Estratto fornito.
☆ ☆ ☆ ☆ ☆ ☆ ☆
The Leftover of the Day – Ho imparato a fingere

In by Simone

Necessario strumento di autosupporto per digerire i fraintendimenti e le inquietudini quotidiane. Quando ogni sforzo di dialogo interculturale cede davanti alla bieca logica capo-dipendente.
3 febbraio 2010, 13:04
Ho imparato a fingere

Si parla di lealtà. Quella richiesta dalle aziende giapponesi. Quella che deve essere alla base di qualunque relazione sociale in Giappone. O almeno un simulacro di essa.
Ne parliamo di nuovo a proposito di A., l’altra ragazza che lavora qui, con mansioni imprecisate e che lui ha deciso di detestare per motivi più personali che professionali. Per l’ennesima volta mi spiega le sue ragioni, io mi obbligo ad assentire anche nei passaggi in cui dissentirei con forza: tanto è inutile. Ora è persino arrivato a proibirle di usare il computer nella nostra stanza perché, dice, il suo (di lei) battere sulla tastiera lo infastidisce: “Spinge sui tasti con violenza e produce rumore come se fosse lei la caporedattrice”.
In effetti, a pensarci, io quando scrivo mi sento comunque controllata ed è come se avessi imparato a dissimulare la mia presenza e il mio battito sui tasti, a graduarlo, a mescolarlo con suoni meno invasivi; istintivamente l’ho capito da un pezzo che bada persino a queste cose.
Mi viene da ridere e da piangere quando mi dice: “Se paragono la tua crescita e quella di A. in questi 3 anni il divario è enorme. Per me tu sei cresciuta moltissimo, sei una persona totalmente diversa rispetto a quando sei entrata”.
Non sono diversa, sono finta.
☆ ☆ ☆ ☆ ☆ ☆ ☆
Problemi da risolvere.
[a] Estrai dal post sulla lealtà tutto il testo che va da "The Leftover of" giù fino a "simulacro di essa.".
[b] Come riassumeresti in due frasi il post sulla lealtà?
I record provengono da una fonte diversa.

Record del dataset.
☆ ☆ ☆ ☆ ☆ ☆ ☆
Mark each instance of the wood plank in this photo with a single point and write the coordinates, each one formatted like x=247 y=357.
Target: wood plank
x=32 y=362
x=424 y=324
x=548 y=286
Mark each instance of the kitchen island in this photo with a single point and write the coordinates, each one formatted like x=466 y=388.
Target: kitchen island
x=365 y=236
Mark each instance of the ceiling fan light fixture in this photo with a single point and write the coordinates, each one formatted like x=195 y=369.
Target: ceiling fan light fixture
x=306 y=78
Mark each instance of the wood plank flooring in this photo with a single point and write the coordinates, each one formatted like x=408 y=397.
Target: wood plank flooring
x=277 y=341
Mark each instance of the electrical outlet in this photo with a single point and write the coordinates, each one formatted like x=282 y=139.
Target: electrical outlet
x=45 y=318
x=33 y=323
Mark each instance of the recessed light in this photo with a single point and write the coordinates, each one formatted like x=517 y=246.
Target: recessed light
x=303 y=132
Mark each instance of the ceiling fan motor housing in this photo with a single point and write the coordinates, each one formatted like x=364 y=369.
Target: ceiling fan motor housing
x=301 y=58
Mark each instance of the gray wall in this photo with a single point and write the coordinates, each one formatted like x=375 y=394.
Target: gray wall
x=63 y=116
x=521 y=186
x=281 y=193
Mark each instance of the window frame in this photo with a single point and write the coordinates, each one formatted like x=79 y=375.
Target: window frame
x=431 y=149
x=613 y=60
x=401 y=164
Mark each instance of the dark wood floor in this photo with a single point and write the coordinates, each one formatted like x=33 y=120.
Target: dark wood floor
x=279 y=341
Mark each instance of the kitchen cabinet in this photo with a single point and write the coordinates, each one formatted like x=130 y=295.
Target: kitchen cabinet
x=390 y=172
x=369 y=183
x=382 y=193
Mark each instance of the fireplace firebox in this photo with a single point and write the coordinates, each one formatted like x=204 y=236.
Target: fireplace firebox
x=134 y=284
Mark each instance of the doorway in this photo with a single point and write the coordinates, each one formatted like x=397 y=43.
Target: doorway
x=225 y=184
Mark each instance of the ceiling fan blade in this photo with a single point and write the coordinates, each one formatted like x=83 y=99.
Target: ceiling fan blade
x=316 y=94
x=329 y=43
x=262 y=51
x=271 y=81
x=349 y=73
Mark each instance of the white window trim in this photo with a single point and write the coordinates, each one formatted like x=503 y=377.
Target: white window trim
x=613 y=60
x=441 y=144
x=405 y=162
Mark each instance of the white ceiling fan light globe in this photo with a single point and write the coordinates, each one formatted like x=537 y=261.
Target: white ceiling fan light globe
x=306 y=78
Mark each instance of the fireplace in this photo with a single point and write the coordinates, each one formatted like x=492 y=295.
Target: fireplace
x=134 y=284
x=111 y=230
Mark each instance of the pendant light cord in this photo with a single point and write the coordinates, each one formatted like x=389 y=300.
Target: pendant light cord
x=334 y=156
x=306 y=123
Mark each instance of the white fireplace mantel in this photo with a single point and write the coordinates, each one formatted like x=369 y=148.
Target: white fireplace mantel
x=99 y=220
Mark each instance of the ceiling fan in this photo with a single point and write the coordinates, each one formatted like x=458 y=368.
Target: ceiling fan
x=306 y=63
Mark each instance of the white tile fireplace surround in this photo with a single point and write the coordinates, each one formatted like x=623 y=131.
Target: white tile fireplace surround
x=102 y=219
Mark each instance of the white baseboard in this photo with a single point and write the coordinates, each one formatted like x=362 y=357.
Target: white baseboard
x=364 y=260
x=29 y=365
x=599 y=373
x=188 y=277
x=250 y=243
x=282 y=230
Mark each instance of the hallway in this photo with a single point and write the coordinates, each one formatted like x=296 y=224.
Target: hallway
☆ ☆ ☆ ☆ ☆ ☆ ☆
Risposte ai compiti.
[a]
The Leftover of the Day – Ho imparato a fingere

In by Simone

Necessario strumento di autosupporto per digerire i fraintendimenti e le inquietudini quotidiane. Quando ogni sforzo di dialogo interculturale cede davanti alla bieca logica capo-dipendente.
3 febbraio 2010, 13:04
Ho imparato a fingere

Si parla di lealtà. Quella richiesta dalle aziende giapponesi. Quella che deve essere alla base di qualunque relazione sociale in Giappone. O almeno un simulacro di essa.

[b] Il post parla della lealtà richiesta dalle aziende giapponesi a proposito di A., una ragazza che l'interlocutore della narratrice ha deciso di detestare e a cui ha proibito di usare il computer nella stanza perché il rumore della tastiera lo infastidisce. La narratrice, che ha imparato a dissimulare il proprio battito sui tasti, si sente dire di essere cresciuta moltissimo in tre anni, ma conclude di non essere diversa, bensì finta.